Preferred modes for carrying out the invention will be explained below.

The wire-protective tube of the invention employs as a resin ingredient a mixture of a polypropylene and a propylene block copolymer having a specific crystal distribution.

The polypropylene to be used in the invention may be a polypropylene, a random or block copolymer of propylene and one or more α-olefins such as ethylene and butylene, or a mixture of two or more of these.

On the other hand, the propylene block copolymer has a specific crystal distribution determined by the temperature-rising elution fractionation method. This temperature-rising elution fractionation method is described in detail in, e.g., Journal of Applied Polymer Science; Applied Polymer Symposium 45, 1-24 (1990). In this method, a high-temperature solution of a polymer is first introduced into a column packed with diatomaceous earth as a packing, and the column temperature is gradually lowered to thereby crystallize the components of the polymer on the packing surface in order of their reducing melting point. Subsequently, the column temperature is gradually elevated to thereby elute the components in order of their increasing melting point to fractionate the polymer components eluted.

In the invention, the values concerning the crystal distribution were determined through examination with apparatus SSC-7300, manufactured by Senshu Kagaku, under the conditions of a solvent of o-dichlorobenzene, flow rate of 2.5 mL/min, heating rate of 4° C./hr, and column of φ30 mm×300 mm, as shown in the Examples.

The high-temperature component in the invention is the component eluted at 100° C. or higher in temperature-rising fractionation under those conditions. This component is a polymer comprising from 100 to 90 mol %, preferably from 100 to 95 mol %, a propylene monomer unit and from 0 to 10 mol %, preferably from 0 to 5 mol %, an ethylene monomer unit.

When the proportion of an ethylene monomer unit exceeds 10 mol %, this block copolymer is undesirable because it gives a resin composition having reduced heat resistance.

As long as the proportion requirement is satisfied, the high-temperature component may be either a polypropylene, a propylene/ethylene copolymer, or a mixture of a polypropylene and a propylene/ethylene copolymer.

The low-temperature component in the invention is the component eluted at lower than 100° C. in temperature-rising fractionation under the conditions shown above. This component is a polymer comprising from 90 to 50 mol %, preferably from 85 to 45 mol %, of a propylene monomer unit and from 10 to 50 mol %, preferably from 15 to 45 mol %, of an ethylene monomer unit.

When the proportion of a propylene monomer unit exceeds 90 mol % and the proportion of an ethylene monomer unit is less than 10 mol %, this block copolymer is undesirable because it gives a resin composition having insufficient flexibility.

On the other hand, when the proportion of a propylene monomer unit is less than 50 mol % and the proportion of an ethylene monomer unit exceeds 50 mol %, this block copolymer is undesirable because it gives a resin composition insufficient in heat resistance and flame retardancy.

************

### Activities
1 - Answer these questions about the wire-protective tube passage:
(a) What packing fills the column in the temperature-rising elution fractionation method?
(b) What flow rate was used with the SSC-7300 apparatus?
(c) At what temperature and above is the high-temperature component eluted?
2 - Carry the wire-protective tube passage forward, picking up right after its final sentence.
The lines that follow are not needed for any of this work.

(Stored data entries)

************

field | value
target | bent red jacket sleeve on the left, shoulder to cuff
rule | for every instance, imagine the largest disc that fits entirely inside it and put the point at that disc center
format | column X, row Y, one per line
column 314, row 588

************

### Answers
1 -
(a) Diatomaceous earth.
(b) 2.5 mL/min.
(c) 100° C.

2 -
As long as the proportion requirement shown above is satisfied, the low-temperature component may be either a propylene/ethylene copolymer or a mixture of a polypropylene and a propylene/ethylene copolymer.

In the propylene block copolymer, the proportions of the high-temperature component and the low-temperature component are from 1 to 40% by weight and from 99 to 60% by weight, respectively. When the proportion of the high-temperature component is less than 1% by weight and that of the low-temperature component exceeds 99% by weight, particles of this propylene block copolymer obtained are apt to stick to one another, making the production difficult. Furthermore, such a block copolymer is undesirable because the wire-protective tube molded from a composition containing this block copolymer has insufficient heat resistance.

On the other hand, when the proportion of the high-temperature component exceeds 40% by weight and that of the low-temperature component is less than 60% by weight, this block copolymer gives a resin composition reduced in flexibility and heat resistance. Namely, the desired resin composition cannot be obtained. When flexibility, heat resistance, and mechanical and other properties are taken into account, it is preferred that the proportion of the high-temperature component be in the range of from 3 to 40% by weight, especially from 5 to 35% by weight, and that of the low-temperature component be in the range of from 97 to 60% by weight, especially from 95 to 65% by weight.

From the standpoint of obtaining satisfactory heat resistance and flexibility, the propylene block copolymer preferably is one which is a molecular-level mixture of: molecular chains of a so-called block copolymer in which a polypropylene segment and a propylene/ethylene random copolymer segment are arranged in each molecular chain; and molecular chains comprising molecular chains consisting of polypropylene alone and molecular chains consisting of a propylene/ethylene random copolymer alone.

In the propylene block copolymer, the polypropylene segments or molecules and/or the propylene/ethylene random copolymer segments or molecules may contain one or more other α-olefins copolymerized therewith in an amount of, e.g., up to 5% by mole, as long as the α-olefins incorporated do not impair the properties of the propylene resin composition. Furthermore, commercial additives such as, e.g., antioxidants, heat stabilizers, and chlorine scavengers may be added to the propylene block copolymer. In this case, the copolymer may be pelletized with an extruder after mixing with such additives.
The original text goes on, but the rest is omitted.